[Records to process]

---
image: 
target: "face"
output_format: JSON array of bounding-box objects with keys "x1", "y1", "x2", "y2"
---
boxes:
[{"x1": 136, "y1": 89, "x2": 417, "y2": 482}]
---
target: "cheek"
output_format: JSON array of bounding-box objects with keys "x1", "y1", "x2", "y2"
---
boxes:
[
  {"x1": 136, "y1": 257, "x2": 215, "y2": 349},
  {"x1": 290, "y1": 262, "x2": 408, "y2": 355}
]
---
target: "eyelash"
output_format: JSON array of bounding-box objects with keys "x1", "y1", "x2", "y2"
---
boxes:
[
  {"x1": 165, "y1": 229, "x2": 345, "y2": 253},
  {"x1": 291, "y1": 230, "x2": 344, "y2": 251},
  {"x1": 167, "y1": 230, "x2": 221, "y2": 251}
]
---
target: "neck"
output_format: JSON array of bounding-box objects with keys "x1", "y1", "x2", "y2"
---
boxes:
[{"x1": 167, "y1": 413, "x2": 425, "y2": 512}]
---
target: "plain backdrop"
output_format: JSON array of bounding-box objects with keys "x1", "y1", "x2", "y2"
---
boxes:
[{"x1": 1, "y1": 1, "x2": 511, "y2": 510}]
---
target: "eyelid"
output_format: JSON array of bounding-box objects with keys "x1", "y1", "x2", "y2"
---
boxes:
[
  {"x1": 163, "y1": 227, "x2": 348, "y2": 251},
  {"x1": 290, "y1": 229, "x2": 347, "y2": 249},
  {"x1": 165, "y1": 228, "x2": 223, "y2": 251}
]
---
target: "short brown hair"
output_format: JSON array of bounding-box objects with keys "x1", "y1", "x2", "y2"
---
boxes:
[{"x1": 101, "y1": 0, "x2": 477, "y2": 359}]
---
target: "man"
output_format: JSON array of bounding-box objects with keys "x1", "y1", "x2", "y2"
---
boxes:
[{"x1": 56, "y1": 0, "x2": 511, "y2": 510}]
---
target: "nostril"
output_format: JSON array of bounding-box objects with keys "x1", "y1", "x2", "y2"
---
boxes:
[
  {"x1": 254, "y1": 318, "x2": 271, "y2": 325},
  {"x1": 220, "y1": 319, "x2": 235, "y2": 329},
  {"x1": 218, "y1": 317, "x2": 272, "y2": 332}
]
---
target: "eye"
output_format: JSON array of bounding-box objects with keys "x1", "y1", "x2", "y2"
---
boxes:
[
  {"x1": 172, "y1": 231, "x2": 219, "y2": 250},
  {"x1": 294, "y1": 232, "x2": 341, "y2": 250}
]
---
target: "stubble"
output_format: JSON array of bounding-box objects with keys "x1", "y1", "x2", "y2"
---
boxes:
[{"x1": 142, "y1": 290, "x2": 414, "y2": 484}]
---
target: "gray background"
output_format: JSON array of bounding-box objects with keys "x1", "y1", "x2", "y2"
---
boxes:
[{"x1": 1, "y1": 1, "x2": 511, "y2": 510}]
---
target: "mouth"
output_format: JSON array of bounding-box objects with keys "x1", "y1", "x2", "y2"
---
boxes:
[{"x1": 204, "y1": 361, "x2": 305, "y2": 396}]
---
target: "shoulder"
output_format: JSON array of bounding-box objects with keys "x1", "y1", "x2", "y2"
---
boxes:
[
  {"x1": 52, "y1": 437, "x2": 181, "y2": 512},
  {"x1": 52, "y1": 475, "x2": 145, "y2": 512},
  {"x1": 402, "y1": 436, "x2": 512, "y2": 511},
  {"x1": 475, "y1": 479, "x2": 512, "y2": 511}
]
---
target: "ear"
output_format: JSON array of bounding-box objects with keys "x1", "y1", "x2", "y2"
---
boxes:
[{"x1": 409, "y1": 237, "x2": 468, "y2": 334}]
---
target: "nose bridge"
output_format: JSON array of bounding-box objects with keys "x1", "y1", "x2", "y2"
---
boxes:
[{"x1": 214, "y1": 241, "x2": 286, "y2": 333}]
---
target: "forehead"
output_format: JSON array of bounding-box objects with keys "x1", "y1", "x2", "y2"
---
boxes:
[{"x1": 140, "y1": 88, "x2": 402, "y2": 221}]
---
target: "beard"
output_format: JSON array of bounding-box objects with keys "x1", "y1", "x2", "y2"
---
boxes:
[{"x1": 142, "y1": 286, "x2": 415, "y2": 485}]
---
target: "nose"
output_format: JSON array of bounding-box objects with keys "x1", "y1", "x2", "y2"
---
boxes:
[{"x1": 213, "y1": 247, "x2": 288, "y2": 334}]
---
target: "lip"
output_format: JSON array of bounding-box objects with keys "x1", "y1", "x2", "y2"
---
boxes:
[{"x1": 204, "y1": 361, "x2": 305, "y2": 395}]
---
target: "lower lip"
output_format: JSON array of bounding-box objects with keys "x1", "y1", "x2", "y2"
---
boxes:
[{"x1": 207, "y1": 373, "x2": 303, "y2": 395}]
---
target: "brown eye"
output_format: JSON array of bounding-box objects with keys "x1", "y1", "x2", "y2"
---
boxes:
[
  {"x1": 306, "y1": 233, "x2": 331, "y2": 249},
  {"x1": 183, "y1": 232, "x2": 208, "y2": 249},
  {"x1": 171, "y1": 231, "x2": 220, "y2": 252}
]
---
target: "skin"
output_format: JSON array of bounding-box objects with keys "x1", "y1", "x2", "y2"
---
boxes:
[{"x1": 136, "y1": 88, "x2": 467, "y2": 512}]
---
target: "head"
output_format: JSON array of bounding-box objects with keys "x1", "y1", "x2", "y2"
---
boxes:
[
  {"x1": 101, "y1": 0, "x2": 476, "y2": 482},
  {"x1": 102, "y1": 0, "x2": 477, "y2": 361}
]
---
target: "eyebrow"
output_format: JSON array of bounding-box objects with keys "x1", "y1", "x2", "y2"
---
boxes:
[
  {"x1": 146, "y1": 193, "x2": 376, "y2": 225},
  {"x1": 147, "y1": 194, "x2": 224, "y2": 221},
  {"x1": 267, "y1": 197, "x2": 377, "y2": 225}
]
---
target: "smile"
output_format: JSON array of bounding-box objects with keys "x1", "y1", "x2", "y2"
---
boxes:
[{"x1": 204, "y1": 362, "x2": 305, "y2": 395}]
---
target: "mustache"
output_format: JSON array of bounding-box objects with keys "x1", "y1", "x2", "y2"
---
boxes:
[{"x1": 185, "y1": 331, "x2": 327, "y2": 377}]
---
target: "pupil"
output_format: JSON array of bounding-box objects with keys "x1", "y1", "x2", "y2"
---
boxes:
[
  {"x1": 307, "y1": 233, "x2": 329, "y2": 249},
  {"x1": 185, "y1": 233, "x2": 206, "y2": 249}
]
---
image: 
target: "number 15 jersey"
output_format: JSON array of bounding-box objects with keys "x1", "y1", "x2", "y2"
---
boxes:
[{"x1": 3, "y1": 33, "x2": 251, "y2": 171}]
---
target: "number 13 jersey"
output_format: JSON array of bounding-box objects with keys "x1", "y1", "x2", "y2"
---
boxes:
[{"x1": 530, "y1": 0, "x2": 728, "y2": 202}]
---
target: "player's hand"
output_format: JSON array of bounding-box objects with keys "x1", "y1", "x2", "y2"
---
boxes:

[/Records to process]

The full listing, repeated exactly, is the expected answer.

---
image: 
target: "face"
output_format: JSON array of bounding-box objects with keys "x1", "y1", "x2", "y2"
---
boxes:
[{"x1": 136, "y1": 89, "x2": 417, "y2": 482}]
---
target: "cheek"
output_format: JSON array of bounding-box objects with keys "x1", "y1", "x2", "y2"
---
boxes:
[
  {"x1": 136, "y1": 257, "x2": 215, "y2": 349},
  {"x1": 290, "y1": 262, "x2": 408, "y2": 355}
]
---
target: "eyelash"
output_format: JSON array of bounding-box objects with keys "x1", "y1", "x2", "y2"
---
boxes:
[
  {"x1": 165, "y1": 229, "x2": 345, "y2": 253},
  {"x1": 291, "y1": 230, "x2": 344, "y2": 251},
  {"x1": 167, "y1": 230, "x2": 221, "y2": 251}
]
---
target: "neck"
output_format: JSON array of bounding-box objects with keys "x1", "y1", "x2", "y2"
---
boxes:
[{"x1": 167, "y1": 413, "x2": 425, "y2": 512}]
---
target: "plain backdrop"
output_format: JSON array of bounding-box objects with keys "x1", "y1", "x2", "y2"
---
boxes:
[{"x1": 1, "y1": 1, "x2": 511, "y2": 510}]
---
target: "eyelid"
output_format: JSON array of bounding-box objects with keys "x1", "y1", "x2", "y2"
---
boxes:
[
  {"x1": 163, "y1": 227, "x2": 348, "y2": 251},
  {"x1": 290, "y1": 229, "x2": 347, "y2": 249},
  {"x1": 165, "y1": 228, "x2": 223, "y2": 251}
]
---
target: "short brown hair"
output_format: JSON array of bounding-box objects with keys "x1", "y1", "x2", "y2"
---
boxes:
[{"x1": 101, "y1": 0, "x2": 477, "y2": 359}]
---
target: "man"
output_format: JSON array of bounding-box objects with keys "x1", "y1", "x2", "y2"
---
boxes:
[{"x1": 56, "y1": 0, "x2": 511, "y2": 510}]
---
target: "nostril"
output_format: JSON array of bounding-box objects with keys "x1", "y1", "x2", "y2"
---
boxes:
[
  {"x1": 254, "y1": 318, "x2": 271, "y2": 325},
  {"x1": 220, "y1": 319, "x2": 235, "y2": 329},
  {"x1": 218, "y1": 317, "x2": 272, "y2": 332}
]
---
target: "eye"
output_format: JSON array of bounding-box objects with keys "x1", "y1", "x2", "y2"
---
boxes:
[
  {"x1": 172, "y1": 231, "x2": 219, "y2": 250},
  {"x1": 294, "y1": 232, "x2": 341, "y2": 250}
]
---
target: "stubble"
output_format: JSON array of bounding-box objects with keys "x1", "y1", "x2", "y2"
---
boxes:
[{"x1": 142, "y1": 290, "x2": 414, "y2": 484}]
---
target: "gray background"
output_format: JSON array of bounding-box objects with keys "x1", "y1", "x2", "y2"
---
boxes:
[{"x1": 1, "y1": 1, "x2": 511, "y2": 510}]
---
target: "mouth"
output_format: JSON array of bounding-box objects with keys "x1", "y1", "x2", "y2"
---
boxes:
[{"x1": 204, "y1": 361, "x2": 305, "y2": 396}]
---
target: "shoulder"
output_format: JSON array of bounding-box objects with keys "x1", "y1", "x2", "y2"
---
boxes:
[
  {"x1": 52, "y1": 437, "x2": 181, "y2": 512},
  {"x1": 52, "y1": 475, "x2": 145, "y2": 512},
  {"x1": 402, "y1": 436, "x2": 512, "y2": 511},
  {"x1": 475, "y1": 479, "x2": 512, "y2": 511}
]
---
target: "ear"
output_format: JSON array of bounding-box objects with keys "x1", "y1", "x2", "y2"
---
boxes:
[{"x1": 409, "y1": 237, "x2": 468, "y2": 334}]
---
target: "nose bridge"
output_format: JSON array of bounding-box objects with keys "x1", "y1", "x2", "y2"
---
boxes:
[{"x1": 214, "y1": 241, "x2": 286, "y2": 333}]
---
target: "forehead"
output_format: JSON array of bounding-box objects with keys "x1", "y1", "x2", "y2"
---
boxes:
[{"x1": 140, "y1": 88, "x2": 402, "y2": 221}]
---
target: "beard"
output_format: JSON array of bounding-box objects with keys "x1", "y1", "x2", "y2"
---
boxes:
[{"x1": 142, "y1": 286, "x2": 415, "y2": 485}]
---
target: "nose"
output_format: JSON array of bounding-box objects with keys "x1", "y1", "x2", "y2"
---
boxes:
[{"x1": 213, "y1": 247, "x2": 288, "y2": 334}]
---
target: "lip"
output_format: JSON array of bounding-box objects with keys "x1", "y1", "x2", "y2"
---
boxes:
[{"x1": 204, "y1": 361, "x2": 305, "y2": 395}]
---
target: "lower lip"
output_format: JSON array of bounding-box objects with keys "x1", "y1", "x2", "y2"
---
boxes:
[{"x1": 207, "y1": 373, "x2": 303, "y2": 395}]
---
target: "brown eye"
output_format: JSON array of bounding-box objects with keys "x1", "y1", "x2", "y2"
---
boxes:
[
  {"x1": 306, "y1": 233, "x2": 331, "y2": 249},
  {"x1": 183, "y1": 232, "x2": 208, "y2": 249},
  {"x1": 171, "y1": 231, "x2": 220, "y2": 252}
]
---
target: "skin"
output_format: JSON array of bounding-box objects with keys "x1", "y1", "x2", "y2"
---
boxes:
[{"x1": 136, "y1": 88, "x2": 467, "y2": 512}]
---
target: "head"
output_format: JSON array of bounding-box objects with keys "x1", "y1", "x2", "y2"
---
boxes:
[
  {"x1": 101, "y1": 0, "x2": 476, "y2": 482},
  {"x1": 102, "y1": 0, "x2": 477, "y2": 361}
]
---
target: "eyebrow"
output_format: JSON array of bounding-box objects with keys "x1", "y1", "x2", "y2"
---
boxes:
[
  {"x1": 146, "y1": 193, "x2": 376, "y2": 225},
  {"x1": 147, "y1": 194, "x2": 224, "y2": 221},
  {"x1": 267, "y1": 197, "x2": 377, "y2": 225}
]
---
target: "smile"
output_format: JSON array of bounding-box objects with keys "x1", "y1", "x2", "y2"
---
boxes:
[{"x1": 204, "y1": 362, "x2": 305, "y2": 395}]
---
target: "mustache"
output_format: JSON array of bounding-box objects with keys "x1", "y1", "x2", "y2"
---
boxes:
[{"x1": 185, "y1": 331, "x2": 327, "y2": 377}]
---
target: "pupil"
output_format: JSON array of bounding-box objects with keys "x1", "y1", "x2", "y2"
---
boxes:
[
  {"x1": 307, "y1": 233, "x2": 329, "y2": 249},
  {"x1": 185, "y1": 233, "x2": 206, "y2": 249}
]
---
image: 
target: "number 15 jersey"
output_format: JSON array of bounding-box objects with keys "x1", "y1", "x2", "y2"
---
boxes:
[{"x1": 3, "y1": 33, "x2": 251, "y2": 171}]
---
target: "number 13 jersey"
output_format: JSON array of bounding-box objects with keys "x1", "y1", "x2", "y2"
---
boxes:
[{"x1": 530, "y1": 0, "x2": 728, "y2": 202}]
---
target: "player's hand"
output_format: JSON array of bounding-box objects with keys "x1", "y1", "x2", "y2"
---
boxes:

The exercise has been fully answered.